====== Records for this exercise
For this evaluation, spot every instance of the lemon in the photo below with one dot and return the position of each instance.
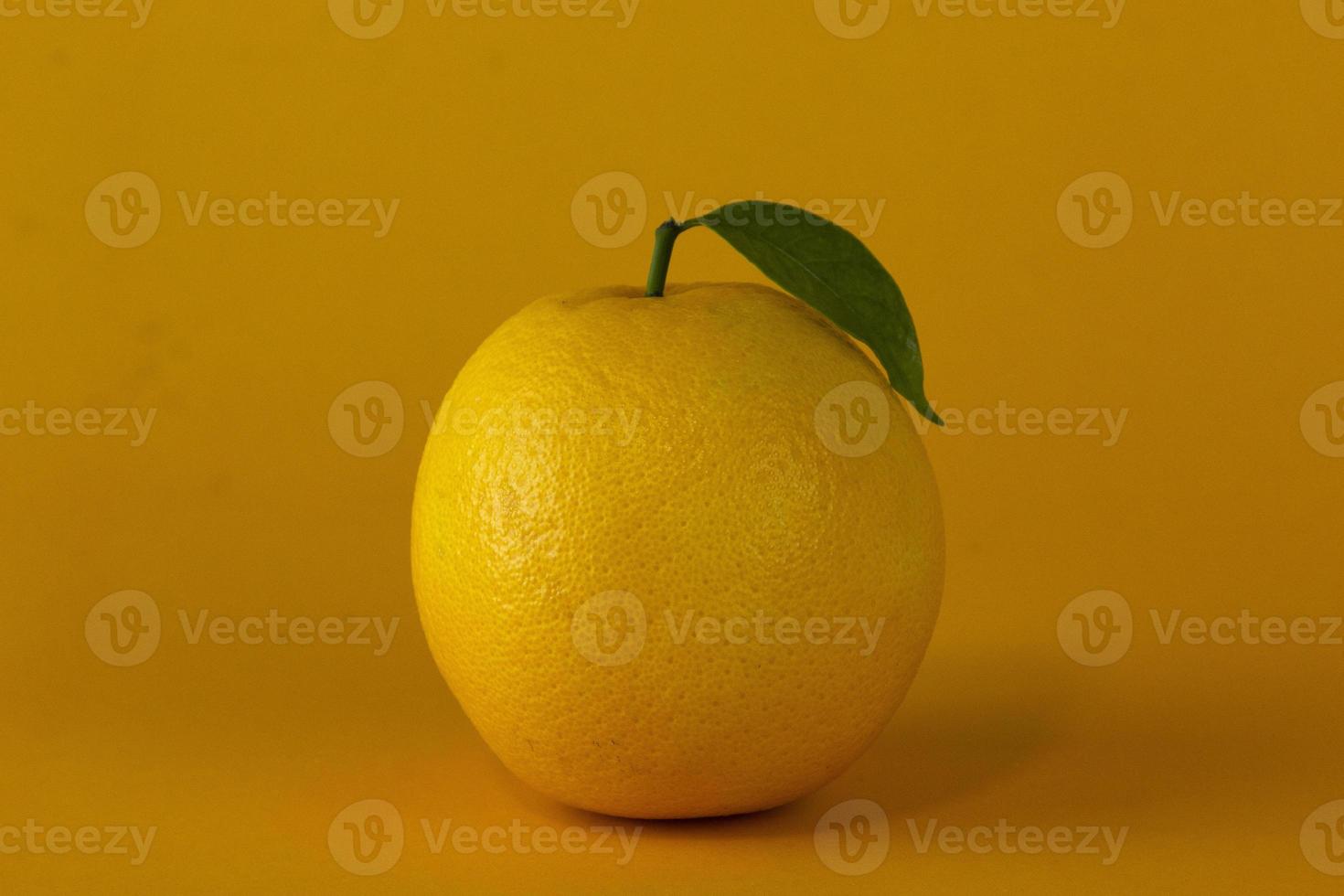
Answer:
(677, 557)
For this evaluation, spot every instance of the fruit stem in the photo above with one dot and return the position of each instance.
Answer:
(663, 240)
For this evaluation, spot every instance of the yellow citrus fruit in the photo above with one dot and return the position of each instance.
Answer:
(677, 557)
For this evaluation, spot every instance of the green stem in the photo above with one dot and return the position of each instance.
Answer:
(663, 242)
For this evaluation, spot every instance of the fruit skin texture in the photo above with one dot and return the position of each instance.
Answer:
(720, 501)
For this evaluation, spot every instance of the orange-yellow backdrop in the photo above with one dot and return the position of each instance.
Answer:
(975, 143)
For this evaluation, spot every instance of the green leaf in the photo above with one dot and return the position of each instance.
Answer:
(832, 271)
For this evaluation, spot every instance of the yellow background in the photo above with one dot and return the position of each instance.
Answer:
(240, 500)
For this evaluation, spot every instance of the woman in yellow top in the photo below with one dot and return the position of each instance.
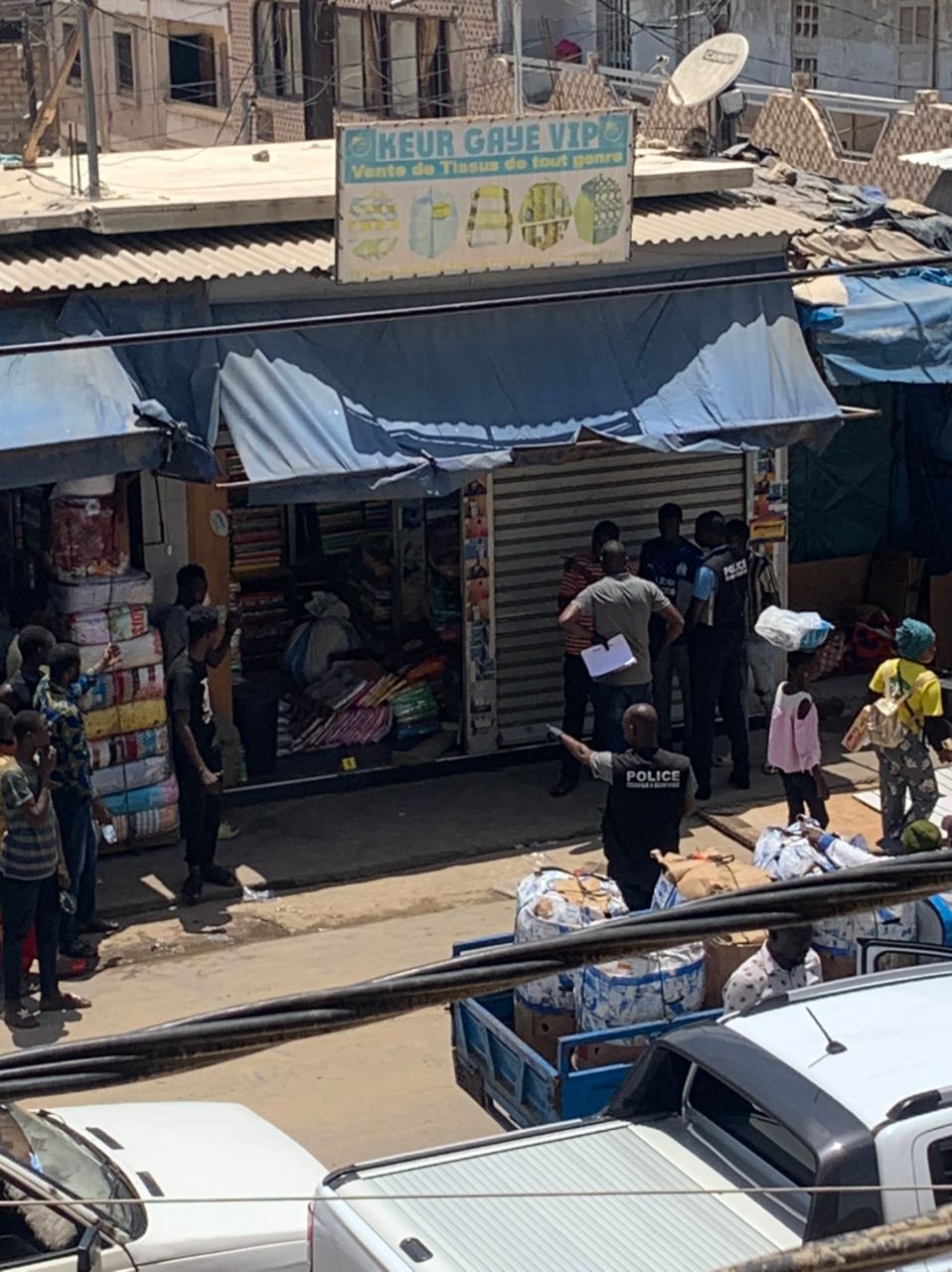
============
[What to produce]:
Rewrite the lines of the listing from the one containing "For this evaluation, spot every instance of the green leaf" through the end of the listing, inclusive, keeping the requests and shifting every point coordinate in the answers by -80. Leave the pictures out.

[Task answer]:
For this evaluation, spot every instance of the green leaf in the photo above with one dot and return the position of each instance.
Answer:
(752, 191)
For this evaluation, spot every instance of the yellow background in the photo above with one dot and return the position of each instance.
Answer:
(160, 420)
For this evaluation, spot every instance of the woman in yellow top in the photo below with one dot and return the position of each instance.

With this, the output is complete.